_THE REQUEST_
Turn the material below into a JSON list of strings, one string for each line, with blank lines skipped and the pictures left out.

[Start TASK DATA]

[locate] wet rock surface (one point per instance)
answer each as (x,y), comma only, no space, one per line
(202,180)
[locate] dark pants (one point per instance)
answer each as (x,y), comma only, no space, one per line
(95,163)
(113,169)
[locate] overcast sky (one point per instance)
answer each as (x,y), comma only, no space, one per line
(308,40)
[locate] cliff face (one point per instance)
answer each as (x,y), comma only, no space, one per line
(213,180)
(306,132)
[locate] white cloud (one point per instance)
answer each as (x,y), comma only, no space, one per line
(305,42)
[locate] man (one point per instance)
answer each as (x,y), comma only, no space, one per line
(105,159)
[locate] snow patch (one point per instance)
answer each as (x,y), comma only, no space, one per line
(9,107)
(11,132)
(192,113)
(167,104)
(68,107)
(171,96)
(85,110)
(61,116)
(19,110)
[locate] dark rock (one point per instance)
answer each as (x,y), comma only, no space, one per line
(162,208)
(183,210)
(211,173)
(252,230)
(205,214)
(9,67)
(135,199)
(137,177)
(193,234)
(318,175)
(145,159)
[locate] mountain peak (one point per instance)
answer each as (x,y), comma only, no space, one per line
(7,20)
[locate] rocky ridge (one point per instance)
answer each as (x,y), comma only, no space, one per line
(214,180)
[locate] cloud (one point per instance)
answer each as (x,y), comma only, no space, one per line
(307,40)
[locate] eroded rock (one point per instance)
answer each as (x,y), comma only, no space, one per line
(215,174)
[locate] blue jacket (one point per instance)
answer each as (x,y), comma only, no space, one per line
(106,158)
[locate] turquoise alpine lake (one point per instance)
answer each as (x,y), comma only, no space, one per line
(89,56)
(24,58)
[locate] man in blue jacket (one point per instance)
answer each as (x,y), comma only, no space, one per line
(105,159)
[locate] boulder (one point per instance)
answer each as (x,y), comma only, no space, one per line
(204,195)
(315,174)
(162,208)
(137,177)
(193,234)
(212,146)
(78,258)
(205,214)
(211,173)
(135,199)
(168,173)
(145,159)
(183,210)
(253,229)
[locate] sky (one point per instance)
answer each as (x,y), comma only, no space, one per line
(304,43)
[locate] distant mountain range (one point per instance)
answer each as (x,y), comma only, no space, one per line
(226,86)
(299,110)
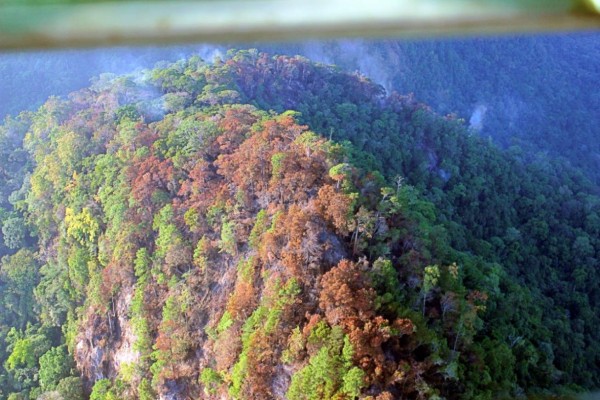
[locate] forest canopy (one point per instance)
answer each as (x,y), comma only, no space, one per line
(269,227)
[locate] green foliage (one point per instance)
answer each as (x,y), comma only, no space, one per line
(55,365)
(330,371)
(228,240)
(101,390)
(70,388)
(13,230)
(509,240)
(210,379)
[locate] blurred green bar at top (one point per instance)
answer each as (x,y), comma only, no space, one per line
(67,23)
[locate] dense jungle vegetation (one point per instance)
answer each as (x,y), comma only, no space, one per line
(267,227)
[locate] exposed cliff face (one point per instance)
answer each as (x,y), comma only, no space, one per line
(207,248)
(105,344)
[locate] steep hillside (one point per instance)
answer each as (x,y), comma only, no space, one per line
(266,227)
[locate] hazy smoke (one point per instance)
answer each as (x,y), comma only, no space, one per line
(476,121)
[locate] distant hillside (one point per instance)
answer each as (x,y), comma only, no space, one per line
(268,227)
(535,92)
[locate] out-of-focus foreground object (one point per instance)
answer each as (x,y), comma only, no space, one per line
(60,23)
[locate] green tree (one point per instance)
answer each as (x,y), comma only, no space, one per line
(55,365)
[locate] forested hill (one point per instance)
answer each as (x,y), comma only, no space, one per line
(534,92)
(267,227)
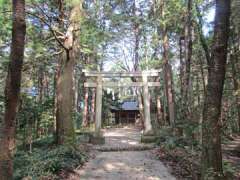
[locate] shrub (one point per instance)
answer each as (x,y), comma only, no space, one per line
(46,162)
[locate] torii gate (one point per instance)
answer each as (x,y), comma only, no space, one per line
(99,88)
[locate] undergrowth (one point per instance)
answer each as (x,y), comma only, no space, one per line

[End TASK DATA]

_TASK SOLUTION_
[
  "[locate] wet rock surface (one point per instance)",
  "answer each as (x,y), comma only, no space, one per line",
  "(202,180)",
  "[locate] dark pants (one point per instance)",
  "answer each as (x,y), comma only, no space, one per line",
  "(95,163)",
  "(113,169)",
  "[locate] overcast sky (one point per instance)",
  "answer each as (x,y), comma only, no space, one per line",
  "(308,40)",
  "[locate] cliff face (one point per instance)",
  "answer each as (x,y), comma only, no space, one per line",
  "(213,180)",
  "(306,132)",
  "[locate] white cloud (one point per instance)",
  "answer each as (x,y), comma only, no space, one per line",
  "(305,42)",
  "[locate] man (one point per instance)",
  "answer each as (x,y), comma only, no space, one per line",
  "(105,159)",
  "[locate] snow patch (one point per instance)",
  "answer each as (x,y), comma only, no space, one per line",
  "(9,107)",
  "(11,132)",
  "(192,113)",
  "(167,104)",
  "(68,107)",
  "(171,96)",
  "(85,110)",
  "(61,116)",
  "(19,110)",
  "[locate] dark rock (one point per instance)",
  "answer each as (x,y), comma only, no space, one per line",
  "(162,208)",
  "(183,210)",
  "(211,173)",
  "(252,230)",
  "(205,214)",
  "(9,67)",
  "(135,199)",
  "(137,177)",
  "(193,234)",
  "(318,175)",
  "(145,159)",
  "[locate] mountain peak (one point per instance)",
  "answer each as (x,y), comma only, no space, one per line",
  "(7,20)",
  "[locate] rocky ridge (one point per instance)",
  "answer each as (x,y), comma only, no space, one per line",
  "(214,180)",
  "[locate] cloud (one point per instance)",
  "answer each as (x,y), comma only, no space, one per line",
  "(307,40)",
  "[locate] eroded rock (one point per instance)",
  "answer each as (x,y), comma only, no space, one per line",
  "(215,174)",
  "[locate] blue jacket (one point per instance)",
  "answer each as (x,y), comma only, no space, one per line",
  "(106,158)",
  "[locate] turquoise alpine lake (one point per instance)",
  "answer each as (x,y), comma only, no space, one per line",
  "(89,56)",
  "(24,58)",
  "[locate] man in blue jacket (one point per instance)",
  "answer each as (x,y), comma only, no space, one per line",
  "(105,159)",
  "[locate] boulder (one point per instance)",
  "answer each as (x,y), comma only, no space, one per line",
  "(204,195)",
  "(315,174)",
  "(162,208)",
  "(137,177)",
  "(193,234)",
  "(212,146)",
  "(78,258)",
  "(205,214)",
  "(211,173)",
  "(135,199)",
  "(168,173)",
  "(145,159)",
  "(183,210)",
  "(253,229)",
  "[locate] sky (one point per instance)",
  "answer each as (x,y), comma only, no space, one per line",
  "(304,43)",
  "[locate] distant mountain range (one point per instance)",
  "answer each as (x,y), comma only, no space, one per line",
  "(226,86)",
  "(299,110)",
  "[locate] forest canopy (one point per instance)",
  "answer each as (x,y), comma only, no space, one per line",
  "(269,227)",
  "[locate] green foliage (one point per instance)",
  "answer each as (x,y), comma only, no space, one per line",
  "(55,365)",
  "(330,371)",
  "(228,240)",
  "(101,390)",
  "(70,388)",
  "(13,230)",
  "(509,240)",
  "(210,379)",
  "[locate] blurred green bar at top (one point per instance)",
  "answer each as (x,y), comma only, no space, one per line",
  "(67,23)",
  "[locate] dense jungle vegetation (one point per instance)",
  "answer each as (x,y), comma only, no space, one per line",
  "(267,227)",
  "[locate] exposed cliff face (one point per instance)",
  "answer each as (x,y), comma only, no space, one per line",
  "(207,248)",
  "(105,344)",
  "[locate] steep hillside (one point per instance)",
  "answer each as (x,y), comma only, no space, one per line",
  "(266,227)",
  "[locate] hazy smoke (one point per instance)",
  "answer each as (x,y), comma only, no space, one per line",
  "(476,121)",
  "[locate] distant hillside (one point per instance)",
  "answer each as (x,y), comma only, no space, one per line",
  "(268,227)",
  "(535,92)",
  "[locate] out-of-focus foreground object (one point per instance)",
  "answer each as (x,y), comma only, no space, one per line",
  "(60,23)",
  "[locate] green tree (one point per instance)",
  "answer each as (x,y), comma only, no space, one per line",
  "(55,365)",
  "[locate] forested hill (one point per instance)",
  "answer each as (x,y), comma only, no space, one per line",
  "(534,92)",
  "(267,227)",
  "[locate] shrub (one point per instance)",
  "answer each as (x,y), comma only, no space, one per line",
  "(46,162)",
  "[locate] torii gate (one point per instance)",
  "answer each as (x,y), comma only, no space, one per line",
  "(99,88)",
  "[locate] undergrowth (one point per instance)",
  "answer each as (x,y), comma only, no space, one per line"
]